*Data excerpts*
——

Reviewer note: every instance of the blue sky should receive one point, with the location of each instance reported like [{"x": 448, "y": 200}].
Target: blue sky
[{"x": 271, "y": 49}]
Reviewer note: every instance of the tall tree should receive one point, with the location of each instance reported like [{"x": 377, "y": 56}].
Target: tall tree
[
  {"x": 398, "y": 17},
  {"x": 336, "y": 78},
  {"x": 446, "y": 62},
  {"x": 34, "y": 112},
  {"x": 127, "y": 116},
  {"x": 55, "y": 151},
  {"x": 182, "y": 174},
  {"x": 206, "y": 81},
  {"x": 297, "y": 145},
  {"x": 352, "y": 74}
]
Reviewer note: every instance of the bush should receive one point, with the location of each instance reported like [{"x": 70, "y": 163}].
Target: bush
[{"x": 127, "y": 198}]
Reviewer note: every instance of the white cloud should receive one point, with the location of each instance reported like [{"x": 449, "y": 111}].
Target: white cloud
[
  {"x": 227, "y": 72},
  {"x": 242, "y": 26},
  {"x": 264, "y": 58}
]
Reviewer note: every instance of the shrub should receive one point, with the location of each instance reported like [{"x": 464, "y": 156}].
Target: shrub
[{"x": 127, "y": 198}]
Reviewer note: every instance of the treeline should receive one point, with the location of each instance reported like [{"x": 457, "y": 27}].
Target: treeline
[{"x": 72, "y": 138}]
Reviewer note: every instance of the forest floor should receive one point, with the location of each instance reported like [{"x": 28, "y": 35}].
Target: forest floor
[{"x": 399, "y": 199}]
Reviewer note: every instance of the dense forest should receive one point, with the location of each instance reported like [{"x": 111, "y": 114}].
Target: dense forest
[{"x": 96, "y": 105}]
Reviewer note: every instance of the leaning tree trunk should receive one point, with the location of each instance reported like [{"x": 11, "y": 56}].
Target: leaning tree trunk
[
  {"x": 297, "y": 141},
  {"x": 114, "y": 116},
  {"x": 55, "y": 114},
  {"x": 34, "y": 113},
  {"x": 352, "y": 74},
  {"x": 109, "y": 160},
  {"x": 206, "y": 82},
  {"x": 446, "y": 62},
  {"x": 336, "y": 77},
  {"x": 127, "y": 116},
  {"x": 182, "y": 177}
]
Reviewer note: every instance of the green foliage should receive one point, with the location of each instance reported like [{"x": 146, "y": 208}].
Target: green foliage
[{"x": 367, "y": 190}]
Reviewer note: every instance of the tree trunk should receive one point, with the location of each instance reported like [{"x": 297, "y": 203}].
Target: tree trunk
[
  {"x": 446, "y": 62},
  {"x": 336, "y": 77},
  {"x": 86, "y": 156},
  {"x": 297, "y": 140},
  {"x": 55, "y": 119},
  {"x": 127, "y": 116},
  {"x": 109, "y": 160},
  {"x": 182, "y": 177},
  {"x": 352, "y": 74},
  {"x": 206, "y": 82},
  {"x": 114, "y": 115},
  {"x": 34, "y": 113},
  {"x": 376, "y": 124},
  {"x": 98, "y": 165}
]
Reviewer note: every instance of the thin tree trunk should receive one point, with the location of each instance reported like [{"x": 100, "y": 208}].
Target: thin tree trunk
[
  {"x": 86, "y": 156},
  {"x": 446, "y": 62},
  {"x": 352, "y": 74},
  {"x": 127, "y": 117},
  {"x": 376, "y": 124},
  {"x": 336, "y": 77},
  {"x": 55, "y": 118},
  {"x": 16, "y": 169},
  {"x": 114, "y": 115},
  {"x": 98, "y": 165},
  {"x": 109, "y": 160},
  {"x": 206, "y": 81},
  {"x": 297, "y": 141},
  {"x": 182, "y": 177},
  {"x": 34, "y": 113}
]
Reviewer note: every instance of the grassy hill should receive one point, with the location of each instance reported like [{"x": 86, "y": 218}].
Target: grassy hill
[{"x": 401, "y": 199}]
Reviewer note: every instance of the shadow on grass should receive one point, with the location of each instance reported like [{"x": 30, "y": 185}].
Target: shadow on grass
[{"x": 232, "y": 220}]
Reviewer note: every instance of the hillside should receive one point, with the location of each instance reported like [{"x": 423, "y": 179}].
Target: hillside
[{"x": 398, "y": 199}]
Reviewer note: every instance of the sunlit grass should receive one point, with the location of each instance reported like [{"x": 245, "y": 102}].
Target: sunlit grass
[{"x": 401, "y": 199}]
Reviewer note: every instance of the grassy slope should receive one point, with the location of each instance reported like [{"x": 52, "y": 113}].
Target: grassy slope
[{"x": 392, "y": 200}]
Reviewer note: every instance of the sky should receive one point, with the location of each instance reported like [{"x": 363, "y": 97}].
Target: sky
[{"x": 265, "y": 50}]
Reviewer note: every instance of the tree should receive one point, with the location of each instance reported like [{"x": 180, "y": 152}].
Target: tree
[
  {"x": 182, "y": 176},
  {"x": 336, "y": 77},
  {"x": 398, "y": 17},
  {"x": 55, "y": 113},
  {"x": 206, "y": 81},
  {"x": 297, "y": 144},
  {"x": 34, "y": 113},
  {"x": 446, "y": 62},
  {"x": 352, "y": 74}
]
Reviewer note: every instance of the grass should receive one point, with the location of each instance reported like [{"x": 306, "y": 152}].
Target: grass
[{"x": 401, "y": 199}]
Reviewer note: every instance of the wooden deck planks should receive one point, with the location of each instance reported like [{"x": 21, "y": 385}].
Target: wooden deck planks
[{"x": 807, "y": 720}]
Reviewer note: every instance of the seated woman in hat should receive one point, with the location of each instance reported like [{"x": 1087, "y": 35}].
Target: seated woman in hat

——

*Description of the task*
The records above are to be restated word for word, in full.

*Written response*
Reviewer note: every instance of the blue sky should receive one point, with the location of each instance reported like [{"x": 448, "y": 200}].
Target: blue sky
[{"x": 271, "y": 49}]
Reviewer note: every instance of the tall tree should receive one point, with the location of each instance reported like [{"x": 377, "y": 56}].
Target: tall tree
[
  {"x": 398, "y": 17},
  {"x": 336, "y": 78},
  {"x": 446, "y": 62},
  {"x": 34, "y": 112},
  {"x": 127, "y": 116},
  {"x": 55, "y": 151},
  {"x": 182, "y": 174},
  {"x": 206, "y": 81},
  {"x": 297, "y": 145},
  {"x": 352, "y": 74}
]
Reviewer note: every instance of the bush should receive one point, with the location of each instance reported like [{"x": 70, "y": 163}].
Target: bush
[{"x": 127, "y": 198}]
Reviewer note: every instance of the white cloud should receive one point, with the location of each instance reported like [{"x": 449, "y": 111}].
Target: white cloud
[
  {"x": 227, "y": 72},
  {"x": 242, "y": 26},
  {"x": 264, "y": 58}
]
Reviewer note: every instance of the shrub should receive one point, with the location of each instance reported like [{"x": 464, "y": 156}].
Target: shrub
[{"x": 127, "y": 198}]
Reviewer note: every instance of the treeline should receive one point, with the location of each instance reported like [{"x": 457, "y": 27}].
Target: treeline
[{"x": 72, "y": 138}]
Reviewer note: every instance of the forest floor should receive one point, with the location of each instance reported like [{"x": 28, "y": 35}].
Target: forest floor
[{"x": 399, "y": 199}]
Reviewer note: every instance of the dense forest should receive one point, with the location of each instance reported like [{"x": 111, "y": 114}].
Target: dense forest
[{"x": 96, "y": 105}]
Reviewer note: every instance of the leaning tree trunk should receive one point, with the location of each instance reported like [{"x": 11, "y": 56}].
Target: leaning tree trunk
[
  {"x": 297, "y": 141},
  {"x": 114, "y": 116},
  {"x": 55, "y": 114},
  {"x": 34, "y": 113},
  {"x": 352, "y": 74},
  {"x": 109, "y": 160},
  {"x": 206, "y": 82},
  {"x": 446, "y": 62},
  {"x": 336, "y": 77},
  {"x": 127, "y": 116},
  {"x": 182, "y": 177}
]
Reviewer note: every instance of the green foliage should receive one point, with the location of each instance reported like [{"x": 146, "y": 208}].
Target: green foliage
[{"x": 367, "y": 190}]
Reviewer note: every instance of the tree trunk should receive one point, with the location of each instance reported like [{"x": 297, "y": 203}].
Target: tree trunk
[
  {"x": 446, "y": 62},
  {"x": 336, "y": 77},
  {"x": 86, "y": 156},
  {"x": 297, "y": 140},
  {"x": 55, "y": 119},
  {"x": 127, "y": 116},
  {"x": 109, "y": 160},
  {"x": 182, "y": 177},
  {"x": 352, "y": 74},
  {"x": 206, "y": 82},
  {"x": 114, "y": 115},
  {"x": 34, "y": 113},
  {"x": 376, "y": 124},
  {"x": 98, "y": 165}
]
Reviewer note: every instance of the thin tree trunk should receive one point, with the location of each instance reported like [{"x": 100, "y": 208}].
Target: thin tree trunk
[
  {"x": 86, "y": 156},
  {"x": 446, "y": 62},
  {"x": 352, "y": 74},
  {"x": 127, "y": 117},
  {"x": 376, "y": 124},
  {"x": 336, "y": 77},
  {"x": 55, "y": 118},
  {"x": 16, "y": 169},
  {"x": 114, "y": 115},
  {"x": 98, "y": 165},
  {"x": 109, "y": 160},
  {"x": 206, "y": 81},
  {"x": 297, "y": 141},
  {"x": 182, "y": 177},
  {"x": 34, "y": 113}
]
Reviewer note: every instance of the grassy hill should receive one point, with the location of each instance reported like [{"x": 86, "y": 218}].
Target: grassy hill
[{"x": 401, "y": 199}]
Reviewer note: every instance of the shadow on grass should receive one point, with the location of each instance reported like [{"x": 30, "y": 185}].
Target: shadow on grass
[{"x": 232, "y": 220}]
Reviewer note: every instance of the hillside should receive one point, with the location of each instance reported like [{"x": 423, "y": 179}].
Target: hillside
[{"x": 398, "y": 199}]
Reviewer note: every instance of the sunlit grass should receive one point, with the location of each instance reported like [{"x": 245, "y": 102}].
Target: sunlit grass
[{"x": 401, "y": 199}]
Reviewer note: every instance of the grassy slope should receive one point, with the location of each instance reported like [{"x": 52, "y": 113}].
Target: grassy slope
[{"x": 392, "y": 200}]
Reviewer note: every instance of the sky should receive one point, with the location of each instance reported like [{"x": 363, "y": 97}].
Target: sky
[{"x": 265, "y": 50}]
Reviewer note: every instance of the tree should receive one point, with the location of each instance reported like [{"x": 180, "y": 152}].
Target: tree
[
  {"x": 182, "y": 176},
  {"x": 336, "y": 77},
  {"x": 398, "y": 17},
  {"x": 55, "y": 113},
  {"x": 206, "y": 81},
  {"x": 297, "y": 144},
  {"x": 34, "y": 113},
  {"x": 446, "y": 62},
  {"x": 352, "y": 74}
]
Reviewer note: every instance of the grass should receive one point, with the location of each instance reported like [{"x": 306, "y": 152}].
Target: grass
[{"x": 401, "y": 199}]
Reviewer note: every instance of the wooden deck planks should receive one point, with the location of each instance reported like [{"x": 21, "y": 385}].
Target: wooden deck planks
[{"x": 807, "y": 720}]
Reviewer note: every instance of the seated woman in hat should receive one point, with the location of each instance reported like [{"x": 1087, "y": 35}].
Target: seated woman in hat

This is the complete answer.